Exercise aim:
Starting at the line that contains "In this exercise you will label the bench" and continuing through the end of the records, rewrite those lines with "plank" swapped for "slat" and everything else left as it is.

** BEGIN Given records **

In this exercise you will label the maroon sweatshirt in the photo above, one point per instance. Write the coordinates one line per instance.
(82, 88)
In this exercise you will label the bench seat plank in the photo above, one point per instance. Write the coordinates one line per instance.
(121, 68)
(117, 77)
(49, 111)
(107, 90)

** END Given records **

Response to this exercise:
In this exercise you will label the bench seat slat in the photo above, one point per instance. Write the coordinates one line per instance.
(121, 68)
(117, 77)
(49, 111)
(107, 90)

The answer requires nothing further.